--- Excerpt to read ---

Summer

Inaugural recipient of the Block Lectureship Junior Faculty Award: Gina Sizemore, PhD

The Herbert and Maxine Block Lectureship Junior Faculty Award was established in 2018 and is given to a promising OSUCCC – James junior faculty member who establishes a two-year mentor/mentee relationship with an acclaimed scientist who has recently received the Herbert and Maxine Block Lectureship Award for Distinguished Achievement in Cancer.

Inaugural recipient of the Block Lectureship Junior Faculty Award: Gina Sizemore, PhD

The inaugural recipient of Junior Faculty Award was Gina Sizemore, PhD, assistant professor in the Department of Radiation Oncology at Ohio State and member of the Cancer Biology Program at the OSUCCC – James.

Over the past four years, Dr. Sizemore has been mentored by 2018 Block Lectureship Awardee Craig Thompson, MD, president and CEO of Memorial Sloan Kettering Cancer Center. Dr. Thompson is a world leader in the study of cancer metabolism and immunity – both integral components of the cancer microenvironment. He and Dr. Sizemore share this research focus.

The tumor microenvironment is composed of the noncancer cells that weave through tumor tissue. Work done by the Thompson and Sizemore labs and other labs over the past couple of decades has shown that this microenvironment plays a direct role in cancer progression.

--- Records provided ---

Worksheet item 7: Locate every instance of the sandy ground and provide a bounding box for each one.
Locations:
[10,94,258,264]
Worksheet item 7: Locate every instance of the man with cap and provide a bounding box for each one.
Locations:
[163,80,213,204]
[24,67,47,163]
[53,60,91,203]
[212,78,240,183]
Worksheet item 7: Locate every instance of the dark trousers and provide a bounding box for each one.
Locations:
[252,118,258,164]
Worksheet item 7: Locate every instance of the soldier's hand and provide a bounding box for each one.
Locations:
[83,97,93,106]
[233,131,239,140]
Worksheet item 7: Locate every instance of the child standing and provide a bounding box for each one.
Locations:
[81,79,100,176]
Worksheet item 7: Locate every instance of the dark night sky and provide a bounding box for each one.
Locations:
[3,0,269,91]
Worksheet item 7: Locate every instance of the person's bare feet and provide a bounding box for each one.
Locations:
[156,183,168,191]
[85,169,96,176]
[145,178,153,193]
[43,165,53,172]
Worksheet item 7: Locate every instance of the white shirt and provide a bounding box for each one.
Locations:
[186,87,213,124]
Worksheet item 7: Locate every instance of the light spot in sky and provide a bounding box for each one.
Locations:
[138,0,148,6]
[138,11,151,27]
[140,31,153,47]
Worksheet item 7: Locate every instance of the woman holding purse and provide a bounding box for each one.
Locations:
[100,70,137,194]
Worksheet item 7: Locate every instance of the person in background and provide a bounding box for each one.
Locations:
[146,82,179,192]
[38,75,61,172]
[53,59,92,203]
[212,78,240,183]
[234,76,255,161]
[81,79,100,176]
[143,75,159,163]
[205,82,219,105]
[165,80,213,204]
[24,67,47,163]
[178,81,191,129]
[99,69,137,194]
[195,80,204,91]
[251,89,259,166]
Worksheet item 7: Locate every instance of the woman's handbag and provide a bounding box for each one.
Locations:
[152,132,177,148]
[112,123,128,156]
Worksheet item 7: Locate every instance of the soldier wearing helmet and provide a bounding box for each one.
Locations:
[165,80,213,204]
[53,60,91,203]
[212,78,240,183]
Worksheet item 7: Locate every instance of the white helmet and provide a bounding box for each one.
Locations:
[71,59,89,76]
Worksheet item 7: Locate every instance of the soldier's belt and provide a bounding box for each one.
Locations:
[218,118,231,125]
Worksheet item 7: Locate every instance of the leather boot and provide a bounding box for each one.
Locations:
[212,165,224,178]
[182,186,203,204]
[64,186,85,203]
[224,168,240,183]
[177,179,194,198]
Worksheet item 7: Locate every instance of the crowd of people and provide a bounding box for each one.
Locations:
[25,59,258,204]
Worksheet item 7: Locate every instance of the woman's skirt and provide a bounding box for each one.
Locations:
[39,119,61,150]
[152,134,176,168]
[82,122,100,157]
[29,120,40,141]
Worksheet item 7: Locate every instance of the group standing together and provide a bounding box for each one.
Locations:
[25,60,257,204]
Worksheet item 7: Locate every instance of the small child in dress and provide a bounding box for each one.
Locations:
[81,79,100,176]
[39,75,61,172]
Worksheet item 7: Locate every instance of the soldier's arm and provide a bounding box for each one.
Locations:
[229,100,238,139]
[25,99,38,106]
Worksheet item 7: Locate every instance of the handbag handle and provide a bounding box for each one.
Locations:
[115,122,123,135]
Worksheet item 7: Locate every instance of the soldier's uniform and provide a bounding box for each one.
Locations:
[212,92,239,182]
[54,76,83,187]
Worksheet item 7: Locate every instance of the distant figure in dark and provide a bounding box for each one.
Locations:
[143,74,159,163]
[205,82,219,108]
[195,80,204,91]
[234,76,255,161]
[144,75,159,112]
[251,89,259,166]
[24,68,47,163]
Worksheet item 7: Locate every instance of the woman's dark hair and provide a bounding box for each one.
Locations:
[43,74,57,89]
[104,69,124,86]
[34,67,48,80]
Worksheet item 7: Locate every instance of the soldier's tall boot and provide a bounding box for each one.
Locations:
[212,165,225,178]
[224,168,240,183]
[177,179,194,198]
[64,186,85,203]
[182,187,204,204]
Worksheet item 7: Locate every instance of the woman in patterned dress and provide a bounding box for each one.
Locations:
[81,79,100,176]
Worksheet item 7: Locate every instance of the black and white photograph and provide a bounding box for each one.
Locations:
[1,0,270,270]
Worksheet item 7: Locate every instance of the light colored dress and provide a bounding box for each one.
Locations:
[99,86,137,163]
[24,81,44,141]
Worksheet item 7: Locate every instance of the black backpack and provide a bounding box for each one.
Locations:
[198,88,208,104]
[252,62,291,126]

---

> **Activity**:
Rewrite the Block Lectureship text between "The Herbert and Maxine Block Lectureship Junior" and "OSUCCC – James.", inclusive, substituting "three-year" for "two-year".

> **Task answer**:
The Herbert and Maxine Block Lectureship Junior Faculty Award was established in 2018 and is given to a promising OSUCCC – James junior faculty member who establishes a three-year mentor/mentee relationship with an acclaimed scientist who has recently received the Herbert and Maxine Block Lectureship Award for Distinguished Achievement in Cancer.

Inaugural recipient of the Block Lectureship Junior Faculty Award: Gina Sizemore, PhD

The inaugural recipient of Junior Faculty Award was Gina Sizemore, PhD, assistant professor in the Department of Radiation Oncology at Ohio State and member of the Cancer Biology Program at the OSUCCC – James.